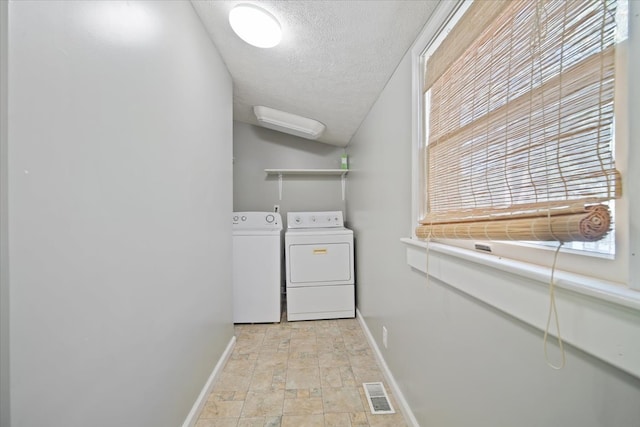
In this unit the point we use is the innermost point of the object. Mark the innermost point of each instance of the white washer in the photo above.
(257, 266)
(319, 266)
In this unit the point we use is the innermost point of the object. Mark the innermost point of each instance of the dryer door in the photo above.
(320, 263)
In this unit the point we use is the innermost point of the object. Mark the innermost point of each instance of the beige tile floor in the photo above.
(297, 374)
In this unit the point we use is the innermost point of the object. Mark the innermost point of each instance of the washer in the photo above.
(319, 266)
(257, 270)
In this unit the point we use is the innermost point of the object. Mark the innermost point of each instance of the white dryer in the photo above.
(319, 266)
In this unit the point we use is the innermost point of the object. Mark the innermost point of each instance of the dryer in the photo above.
(319, 260)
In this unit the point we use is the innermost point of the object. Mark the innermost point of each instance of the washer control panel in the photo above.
(257, 220)
(328, 219)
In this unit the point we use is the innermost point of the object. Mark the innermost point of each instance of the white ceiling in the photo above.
(334, 59)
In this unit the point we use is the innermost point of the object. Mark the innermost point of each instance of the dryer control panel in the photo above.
(327, 219)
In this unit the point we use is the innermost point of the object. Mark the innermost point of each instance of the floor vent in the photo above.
(378, 399)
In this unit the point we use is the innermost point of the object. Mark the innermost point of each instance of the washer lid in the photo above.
(257, 221)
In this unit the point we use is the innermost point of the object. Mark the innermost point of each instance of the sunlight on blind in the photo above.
(521, 128)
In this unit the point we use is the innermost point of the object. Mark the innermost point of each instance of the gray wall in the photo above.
(256, 149)
(120, 148)
(457, 361)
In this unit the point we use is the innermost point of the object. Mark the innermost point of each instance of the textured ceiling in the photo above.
(334, 59)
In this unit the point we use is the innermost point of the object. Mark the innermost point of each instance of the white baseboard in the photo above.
(192, 418)
(395, 390)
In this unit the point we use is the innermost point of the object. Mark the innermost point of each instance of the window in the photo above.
(520, 124)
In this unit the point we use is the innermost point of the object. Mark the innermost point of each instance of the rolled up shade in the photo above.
(520, 127)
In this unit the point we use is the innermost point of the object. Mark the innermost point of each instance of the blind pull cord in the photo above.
(553, 310)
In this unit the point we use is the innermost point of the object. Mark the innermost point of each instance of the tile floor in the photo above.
(297, 374)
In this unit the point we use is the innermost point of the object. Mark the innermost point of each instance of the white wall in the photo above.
(4, 226)
(120, 147)
(256, 149)
(458, 362)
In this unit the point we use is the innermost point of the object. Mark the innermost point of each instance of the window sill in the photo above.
(598, 317)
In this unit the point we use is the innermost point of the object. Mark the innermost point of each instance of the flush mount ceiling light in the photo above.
(288, 123)
(255, 25)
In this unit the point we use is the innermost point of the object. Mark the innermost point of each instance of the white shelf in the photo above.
(308, 172)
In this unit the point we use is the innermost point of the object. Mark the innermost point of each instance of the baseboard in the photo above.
(192, 418)
(395, 390)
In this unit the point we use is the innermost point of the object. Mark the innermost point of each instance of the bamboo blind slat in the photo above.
(522, 121)
(476, 19)
(588, 226)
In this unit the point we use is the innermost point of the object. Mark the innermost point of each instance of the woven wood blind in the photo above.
(520, 128)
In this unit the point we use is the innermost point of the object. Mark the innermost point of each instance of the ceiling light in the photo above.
(288, 123)
(255, 25)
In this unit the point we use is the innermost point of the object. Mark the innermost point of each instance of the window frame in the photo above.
(592, 265)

## [Exercise]
Switch "innermost point" to "central point" everywhere in the rows above and write them all out again with nothing else changed. Leave the pictures out.

## [Exercise solution]
In this unit the point we use is the central point of the object. Mark the central point of each instance of the white washer in the photo above.
(257, 266)
(319, 266)
In this unit the point we use is the central point of the object. Mark the central point of each instance of the dryer door in the photo above.
(320, 263)
In this unit the point we use is the central point of the object. Mark the central point of each instance of the beige tile floor in the photo above.
(297, 374)
In this unit the point we use is the central point of the object. Mark the central point of each instance of the washer in the photo above.
(319, 266)
(257, 270)
In this unit the point we use is the central point of the object. Mark the central point of each instance of the white dryer in the photo above.
(319, 266)
In this unit the point we use is the central point of the object. Mark the central point of each instance of the dryer in the photo above.
(319, 260)
In this unit the point we use is the central point of the object. Mark the central point of each instance of the washer control panel in the photo above.
(257, 220)
(328, 219)
In this unit the point we use is the central point of the object. Mark the central point of each instance of the white ceiling in the photo above.
(334, 59)
In this unit the point we use is the central point of the object. Mark the central point of each instance of the dryer control panel in the photo above.
(327, 219)
In this unit the point we use is the central point of the object. Mark the central point of each instance of the floor vent in the photo above.
(378, 399)
In this unit the point we use is the central point of the object. Mark the central point of each instance of the washer lid in the photo above.
(257, 221)
In this unit the point we use is the central point of the object. Mark the central point of each instance of the sunlight on blind in the photo above.
(521, 128)
In this unit the point we use is the central point of the object. Mark the central point of each instance of the gray wall in the photo above.
(256, 149)
(120, 148)
(457, 361)
In this unit the point we use is the central point of the object. Mark the central point of each instance of the textured ceiling in the photo above.
(334, 59)
In this unit the point we use is the central point of the object. Mark the central point of each instance of the white baseboard in the photo above.
(192, 418)
(395, 390)
In this unit the point we use is the central point of the object. Mark the central point of each instance of the window in the photo above.
(520, 124)
In this unit the point we use is the central point of the object. Mark the central point of each instance of the rolled up shade in the photo above.
(520, 127)
In this unit the point we use is the central point of the object. Mark the central point of each instance of the blind pull cord in the photo above.
(553, 310)
In this unit the point we use is the central point of the object. Mark the central point of each instance of the tile floor in the photo above.
(297, 374)
In this unit the point we use is the central point of the object. Mark the central point of each instance of the white wall in the photo above.
(4, 226)
(120, 147)
(256, 149)
(458, 362)
In this unit the point we use is the central point of the object. Mark the central point of each instance of the window sill in the photo above.
(598, 317)
In this unit the point we use is the central point of the object. Mark the central point of each instance of the flush mount ceiling light in the photo above.
(288, 123)
(255, 25)
In this unit the point we use is the central point of the object. Mark the central point of each instance of the white shelf in the photo above.
(308, 172)
In this unit the point we use is the central point of the object. Mark the central point of each instance of the baseboard in the photo above.
(192, 418)
(395, 390)
In this unit the point we use is the central point of the object. Mark the central point of each instance of the bamboo blind slat in the photo above.
(522, 121)
(476, 19)
(588, 226)
In this unit the point we use is the central point of the object. Mark the central point of each instance of the woven wood blind in the photo above.
(520, 128)
In this unit the point we use is the central point of the object. Mark the central point of each instance of the ceiling light in the photo above.
(288, 123)
(255, 25)
In this unit the point we use is the central point of the object. Mark the central point of each instance of the window frame in the photo above.
(592, 265)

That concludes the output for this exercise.